### Records supplied ###
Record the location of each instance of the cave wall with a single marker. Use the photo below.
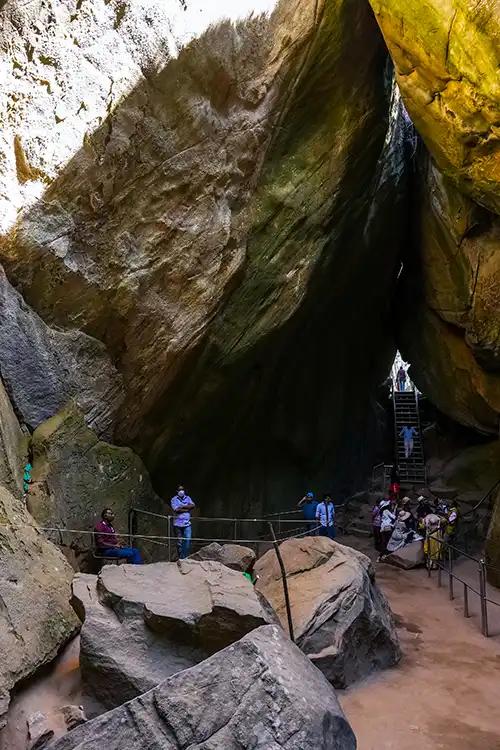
(447, 57)
(211, 207)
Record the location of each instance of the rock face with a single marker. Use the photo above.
(446, 57)
(76, 475)
(451, 317)
(233, 556)
(35, 617)
(341, 619)
(144, 623)
(43, 368)
(206, 207)
(259, 692)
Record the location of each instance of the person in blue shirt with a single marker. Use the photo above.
(408, 433)
(182, 505)
(325, 515)
(309, 505)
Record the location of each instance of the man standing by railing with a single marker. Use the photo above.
(182, 505)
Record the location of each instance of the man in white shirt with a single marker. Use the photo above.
(325, 515)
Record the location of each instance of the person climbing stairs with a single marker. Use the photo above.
(406, 415)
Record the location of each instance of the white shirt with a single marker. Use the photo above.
(325, 513)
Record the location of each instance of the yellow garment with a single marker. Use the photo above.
(433, 546)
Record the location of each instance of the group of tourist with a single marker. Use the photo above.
(319, 515)
(108, 544)
(395, 524)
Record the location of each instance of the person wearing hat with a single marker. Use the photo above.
(309, 505)
(424, 507)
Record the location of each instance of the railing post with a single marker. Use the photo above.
(450, 572)
(169, 534)
(484, 603)
(132, 526)
(285, 582)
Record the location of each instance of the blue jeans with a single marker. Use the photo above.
(183, 534)
(328, 531)
(130, 554)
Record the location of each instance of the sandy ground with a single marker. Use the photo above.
(58, 686)
(445, 694)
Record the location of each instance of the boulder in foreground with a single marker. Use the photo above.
(407, 557)
(342, 621)
(234, 556)
(145, 623)
(261, 692)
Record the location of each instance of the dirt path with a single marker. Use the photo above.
(445, 694)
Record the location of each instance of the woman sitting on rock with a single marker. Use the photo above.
(387, 521)
(403, 531)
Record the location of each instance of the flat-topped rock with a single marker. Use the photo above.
(143, 623)
(260, 692)
(341, 619)
(234, 556)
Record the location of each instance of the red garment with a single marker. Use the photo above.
(105, 535)
(394, 489)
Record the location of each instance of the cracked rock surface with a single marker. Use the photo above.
(36, 618)
(144, 623)
(260, 692)
(341, 619)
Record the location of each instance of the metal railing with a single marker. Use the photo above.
(447, 553)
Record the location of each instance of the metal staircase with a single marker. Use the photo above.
(406, 412)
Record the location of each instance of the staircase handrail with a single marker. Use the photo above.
(482, 500)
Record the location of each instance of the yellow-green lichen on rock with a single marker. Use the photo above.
(76, 475)
(219, 229)
(447, 55)
(450, 301)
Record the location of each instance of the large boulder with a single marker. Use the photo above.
(261, 692)
(493, 543)
(44, 367)
(446, 58)
(234, 556)
(36, 618)
(450, 317)
(341, 620)
(197, 193)
(144, 623)
(13, 447)
(75, 475)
###
Task: Quote every line word for word and keep the images out of the copy.

Exercise response:
Record the location of each instance of the cave wall with a single marker. Use the photo below.
(447, 57)
(211, 207)
Record the location of each instance of the rock face with a single marker. Use the photo above.
(446, 57)
(76, 475)
(451, 317)
(233, 556)
(35, 617)
(341, 619)
(144, 623)
(43, 368)
(206, 207)
(259, 692)
Record the location of each instance of the person in blue shirt with a single marker. Use the photo above.
(408, 433)
(182, 505)
(325, 515)
(309, 505)
Record the location of each instance of the man standing by railing with a single marker. Use the photo above.
(182, 505)
Record the location of each instance of the man in white shirt with a single marker. Use the photo above.
(325, 515)
Record the location of each instance of the person climbing stairs with a single marker. Use the photo above.
(406, 415)
Record the location of each instance of the white shirt with a single marker. Use the photo above.
(325, 513)
Record the location of each instance of the yellow garment with a single marker. Use the photo above.
(433, 546)
Record the location of each instance of the group of tourist with a single marker. Use the photo above.
(319, 515)
(108, 544)
(395, 524)
Record the location of each instance of the person wearing hat with a single marker. Use the photo above.
(309, 505)
(424, 507)
Record the location of each instance of the railing post with a single marker. Use the photo above.
(450, 572)
(169, 534)
(484, 603)
(132, 526)
(285, 582)
Record the location of each instance of the blue jeans with a single marker. Use the photo above.
(183, 534)
(328, 531)
(130, 554)
Record the location of each instance of the sandy ground with a single marker. Use the photo above.
(58, 686)
(445, 694)
Record the location of each instance of the boulder in foreground with a single marker. Use the photo above.
(407, 557)
(342, 621)
(234, 556)
(145, 623)
(261, 692)
Record the location of each instance of the dirt path with a single marker. Use the photo above.
(445, 694)
Record the location of each instance of the woman sitting on rock with a single marker. Use the photo above.
(387, 521)
(403, 531)
Record the location of each instance of the flat-topped rock with a single marker. Use the photo above.
(143, 623)
(260, 692)
(341, 619)
(234, 556)
Record the location of each instance of the red garment with a single marker. Use the photo above.
(105, 535)
(394, 489)
Record the location of each instance of the cracked rock surface with a single marker. Use the photo above.
(36, 618)
(144, 623)
(260, 692)
(341, 619)
Record the location of each instance of the metal railing with a single marker. Use the photo above.
(447, 553)
Record the location of each instance of the metal staircase with a single marker. Use the photo above.
(406, 412)
Record the location of each instance of the staircase handrail with a single marker. Use the photo above.
(482, 500)
Record the location of each instance of the yellow-green lichen on rock with a single marker. Use the photo above.
(76, 475)
(219, 229)
(447, 55)
(450, 301)
Record the location of each instance of the large boulder with a single marker. Use the photo above.
(261, 692)
(493, 543)
(44, 367)
(446, 58)
(234, 556)
(36, 618)
(450, 317)
(341, 620)
(197, 193)
(144, 623)
(13, 447)
(75, 475)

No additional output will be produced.